§ ИСХОДНЫЙ ТЕКСТ
◇ ◇ ◇

Исследуется специфика восприятия и концептуального осмысления феномена времени в русской религиозной философии.
Ключевые слова: понимание; время; священное время; ментальность; русская философия.
Темпоральность понимания
Миропонимание человека, помимо пространственных
ориентиров, имеет систему временных координат. С одной стороны, акты понимания атрибутируются и символизируются определёнными событиями, осуществляемыми во времени. С другой стороны, само движение времени конституируется, синтезируется и складывается в деятельности сознания. Так, например, в философии М. Хайдеггера понимание получает статус самодостаточного
события, основой которого является акт раскрытия или
непотаённости истины («алетейи»). Такое специфическое
время длится только в те периоды, когда человек пребывает в состоянии экстатической захваченности думанием
какой-либо мысли или идеи, считал Хайдеггер [1].
В русской философии уже до Хайдеггера возникло
сходное представление о времени как о побочном продукте живого знания – времени, которое протекает постольку, поскольку человек приобщён к абсолютной,
сверхвременной истине. Живое знание в качестве неделимого изнутри, однократного события, ускользающего от любых попыток его фиксации в готовых формах
знания, противопоставлялось философии в системе,
всякой попытке разложить первичное понимание в линейной последовательности моментов рассудочного
продумывания. Например, вот как П.А. Флоренский
описывает свой собственный образ мышления: «Здесь
не дано никакой системы... Но есть много вопросов
около самых корней мысли. У первичных интуиций
философского мышления о мире возникают сначала
вскипания, вращения, вихри, водовороты – им не свойственна рациональная распланировка, и было бы
фальшью гримировать их под систему, – если только и
вообще-то таковая не есть всегда vaticinium post
eventum, вещание после самого события мысли; но, не
будучи упорядоченно-распределенными, исчислимосложенными, эти вскипания мысли… настоятельно
потребны, ибо суть самые истоки жизни» [2. С. 26].

◇ ◇ ◇

§ МАТЕРИАЛ
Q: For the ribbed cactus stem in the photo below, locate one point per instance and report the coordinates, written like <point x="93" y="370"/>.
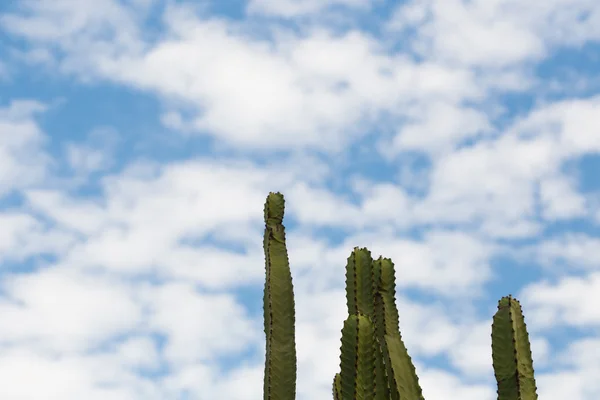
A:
<point x="370" y="294"/>
<point x="511" y="353"/>
<point x="279" y="314"/>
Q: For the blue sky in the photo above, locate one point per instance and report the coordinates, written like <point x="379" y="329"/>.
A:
<point x="140" y="138"/>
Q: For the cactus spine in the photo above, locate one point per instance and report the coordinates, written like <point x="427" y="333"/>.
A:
<point x="374" y="363"/>
<point x="279" y="314"/>
<point x="511" y="353"/>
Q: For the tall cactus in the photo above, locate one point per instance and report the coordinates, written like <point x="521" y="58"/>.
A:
<point x="279" y="314"/>
<point x="511" y="352"/>
<point x="374" y="363"/>
<point x="370" y="291"/>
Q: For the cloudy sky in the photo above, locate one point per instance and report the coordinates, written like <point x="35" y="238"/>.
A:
<point x="140" y="138"/>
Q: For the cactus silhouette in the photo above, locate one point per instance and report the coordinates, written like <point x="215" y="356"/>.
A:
<point x="374" y="363"/>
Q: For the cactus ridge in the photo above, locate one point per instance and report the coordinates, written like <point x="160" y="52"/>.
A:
<point x="374" y="362"/>
<point x="278" y="303"/>
<point x="511" y="352"/>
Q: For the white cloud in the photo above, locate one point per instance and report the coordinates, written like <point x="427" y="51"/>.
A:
<point x="22" y="161"/>
<point x="331" y="99"/>
<point x="494" y="34"/>
<point x="571" y="301"/>
<point x="295" y="8"/>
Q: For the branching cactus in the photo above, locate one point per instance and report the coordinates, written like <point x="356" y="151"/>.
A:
<point x="374" y="363"/>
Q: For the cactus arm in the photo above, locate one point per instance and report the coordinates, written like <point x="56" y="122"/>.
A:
<point x="402" y="374"/>
<point x="358" y="374"/>
<point x="359" y="282"/>
<point x="279" y="315"/>
<point x="337" y="387"/>
<point x="511" y="353"/>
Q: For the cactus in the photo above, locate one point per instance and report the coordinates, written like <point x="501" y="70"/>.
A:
<point x="511" y="353"/>
<point x="374" y="363"/>
<point x="278" y="303"/>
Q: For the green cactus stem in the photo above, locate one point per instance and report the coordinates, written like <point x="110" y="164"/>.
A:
<point x="279" y="314"/>
<point x="370" y="292"/>
<point x="511" y="353"/>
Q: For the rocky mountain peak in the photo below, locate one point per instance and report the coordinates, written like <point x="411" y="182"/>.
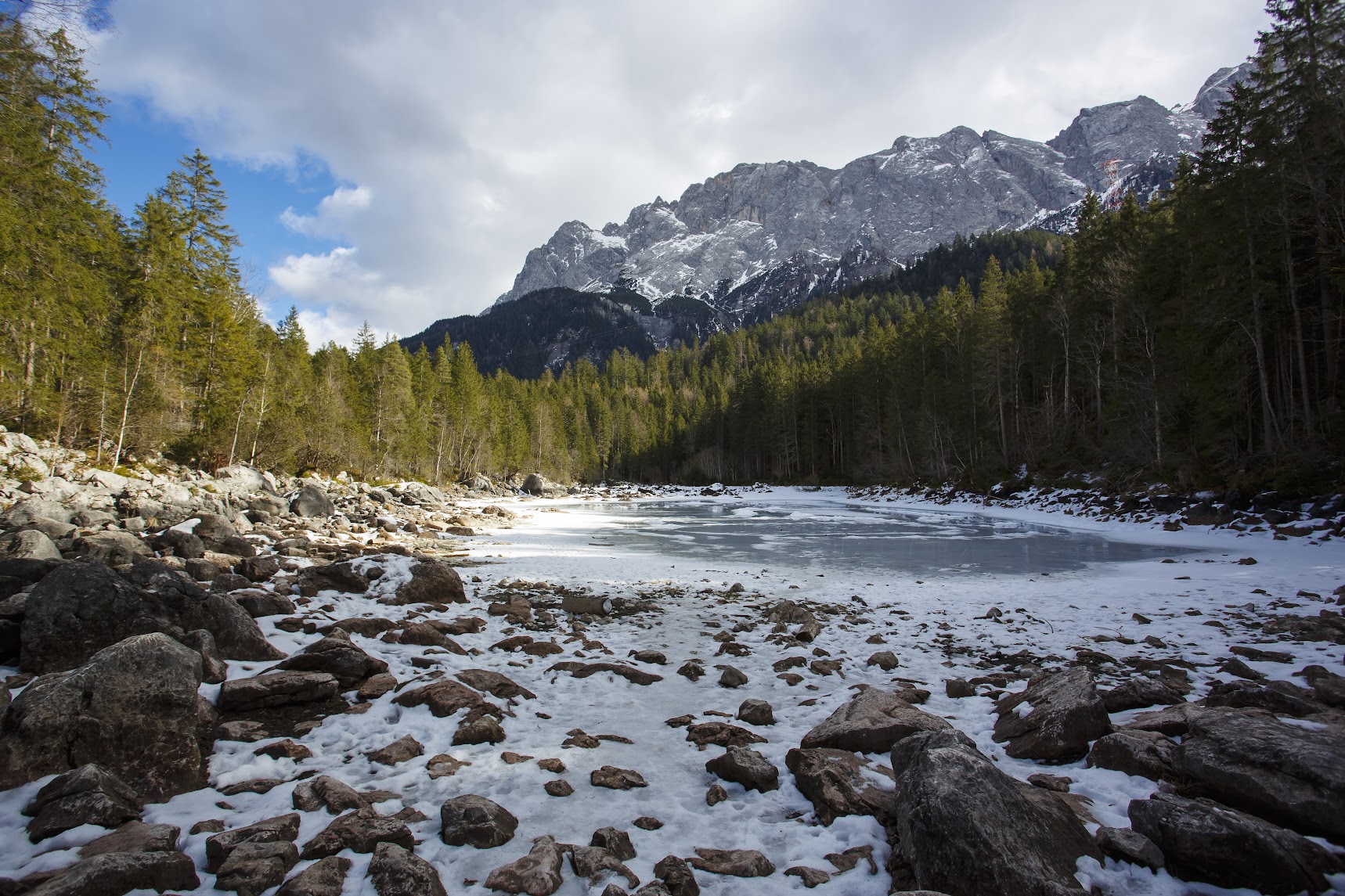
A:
<point x="730" y="232"/>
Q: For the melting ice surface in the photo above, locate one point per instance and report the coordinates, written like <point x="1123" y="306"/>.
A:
<point x="856" y="537"/>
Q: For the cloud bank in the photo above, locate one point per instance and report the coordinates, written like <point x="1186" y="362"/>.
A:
<point x="466" y="134"/>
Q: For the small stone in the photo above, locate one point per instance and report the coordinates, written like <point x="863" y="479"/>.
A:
<point x="359" y="832"/>
<point x="614" y="841"/>
<point x="732" y="677"/>
<point x="958" y="688"/>
<point x="745" y="767"/>
<point x="1058" y="783"/>
<point x="324" y="877"/>
<point x="444" y="766"/>
<point x="736" y="862"/>
<point x="397" y="871"/>
<point x="539" y="873"/>
<point x="810" y="876"/>
<point x="284" y="750"/>
<point x="486" y="729"/>
<point x="677" y="876"/>
<point x="477" y="821"/>
<point x="558" y="787"/>
<point x="756" y="712"/>
<point x="884" y="660"/>
<point x="616" y="778"/>
<point x="398" y="751"/>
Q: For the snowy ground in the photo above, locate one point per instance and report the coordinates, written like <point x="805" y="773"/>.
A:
<point x="936" y="622"/>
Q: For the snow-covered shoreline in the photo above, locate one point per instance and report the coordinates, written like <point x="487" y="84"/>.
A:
<point x="940" y="628"/>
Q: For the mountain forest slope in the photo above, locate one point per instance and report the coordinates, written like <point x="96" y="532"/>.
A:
<point x="1195" y="338"/>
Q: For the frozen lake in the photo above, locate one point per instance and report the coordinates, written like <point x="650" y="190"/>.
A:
<point x="857" y="537"/>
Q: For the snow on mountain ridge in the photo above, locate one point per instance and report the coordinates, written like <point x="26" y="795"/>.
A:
<point x="740" y="225"/>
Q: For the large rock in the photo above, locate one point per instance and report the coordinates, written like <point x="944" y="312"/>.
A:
<point x="432" y="581"/>
<point x="835" y="785"/>
<point x="400" y="872"/>
<point x="253" y="868"/>
<point x="1141" y="692"/>
<point x="327" y="793"/>
<point x="135" y="837"/>
<point x="1204" y="841"/>
<point x="475" y="821"/>
<point x="539" y="873"/>
<point x="268" y="830"/>
<point x="312" y="501"/>
<point x="1285" y="774"/>
<point x="132" y="709"/>
<point x="736" y="862"/>
<point x="119" y="873"/>
<point x="30" y="544"/>
<point x="359" y="832"/>
<point x="112" y="548"/>
<point x="82" y="607"/>
<point x="1063" y="714"/>
<point x="88" y="795"/>
<point x="968" y="829"/>
<point x="872" y="723"/>
<point x="745" y="767"/>
<point x="445" y="697"/>
<point x="276" y="689"/>
<point x="338" y="657"/>
<point x="1135" y="752"/>
<point x="494" y="682"/>
<point x="324" y="877"/>
<point x="342" y="578"/>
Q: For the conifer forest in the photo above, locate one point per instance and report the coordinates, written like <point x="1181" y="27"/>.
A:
<point x="1196" y="338"/>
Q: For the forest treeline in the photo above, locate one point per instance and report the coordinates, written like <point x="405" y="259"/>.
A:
<point x="1196" y="340"/>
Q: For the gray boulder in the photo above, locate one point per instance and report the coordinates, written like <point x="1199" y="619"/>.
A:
<point x="1135" y="752"/>
<point x="1204" y="841"/>
<point x="253" y="868"/>
<point x="1066" y="714"/>
<point x="135" y="837"/>
<point x="84" y="607"/>
<point x="359" y="832"/>
<point x="968" y="829"/>
<point x="745" y="767"/>
<point x="114" y="548"/>
<point x="397" y="871"/>
<point x="432" y="581"/>
<point x="117" y="873"/>
<point x="835" y="783"/>
<point x="273" y="690"/>
<point x="339" y="657"/>
<point x="872" y="723"/>
<point x="30" y="544"/>
<point x="539" y="873"/>
<point x="268" y="830"/>
<point x="1285" y="774"/>
<point x="182" y="544"/>
<point x="132" y="708"/>
<point x="312" y="501"/>
<point x="324" y="877"/>
<point x="477" y="821"/>
<point x="1141" y="692"/>
<point x="88" y="795"/>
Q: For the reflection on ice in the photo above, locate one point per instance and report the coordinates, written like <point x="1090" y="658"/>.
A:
<point x="861" y="537"/>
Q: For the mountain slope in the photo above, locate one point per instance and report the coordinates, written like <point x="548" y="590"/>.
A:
<point x="796" y="221"/>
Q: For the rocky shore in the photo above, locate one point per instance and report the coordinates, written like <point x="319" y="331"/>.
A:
<point x="233" y="682"/>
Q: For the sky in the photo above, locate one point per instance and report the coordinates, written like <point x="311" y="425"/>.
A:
<point x="395" y="162"/>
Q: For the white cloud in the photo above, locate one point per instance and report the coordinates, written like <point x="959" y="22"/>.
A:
<point x="335" y="214"/>
<point x="472" y="131"/>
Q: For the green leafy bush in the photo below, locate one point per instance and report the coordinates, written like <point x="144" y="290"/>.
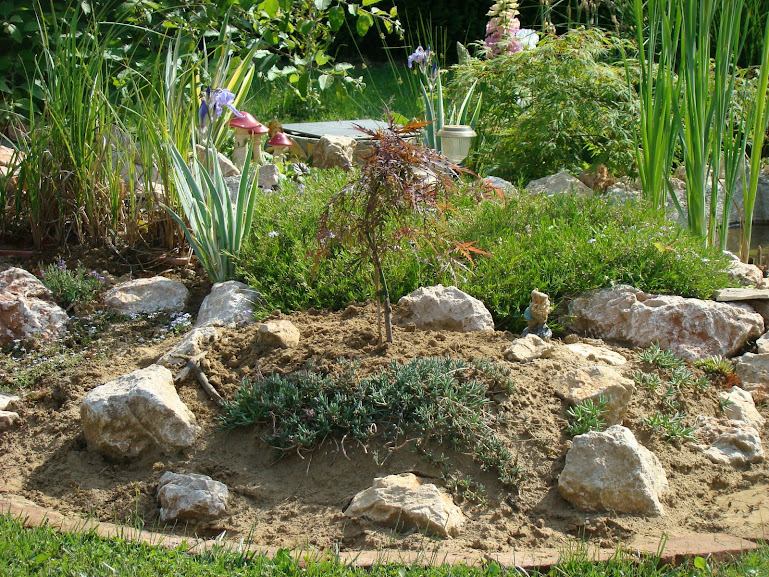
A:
<point x="562" y="105"/>
<point x="71" y="286"/>
<point x="568" y="244"/>
<point x="442" y="399"/>
<point x="587" y="416"/>
<point x="562" y="245"/>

◇ ◇ ◇

§ ЗАДАНИЕ
Измените фрагмент текста о времени в русской философии, начиная с «Темпоральность понимания» и заканчивая «считал Хайдеггер [1].»: слово «думанием» замените на «размышлением».

§ ОТВЕТ
Темпоральность понимания
Миропонимание человека, помимо пространственных
ориентиров, имеет систему временных координат. С одной стороны, акты понимания атрибутируются и символизируются определёнными событиями, осуществляемыми во времени. С другой стороны, само движение времени конституируется, синтезируется и складывается в деятельности сознания. Так, например, в философии М. Хайдеггера понимание получает статус самодостаточного
события, основой которого является акт раскрытия или
непотаённости истины («алетейи»). Такое специфическое
время длится только в те периоды, когда человек пребывает в состоянии экстатической захваченности размышлением
какой-либо мысли или идеи, считал Хайдеггер [1].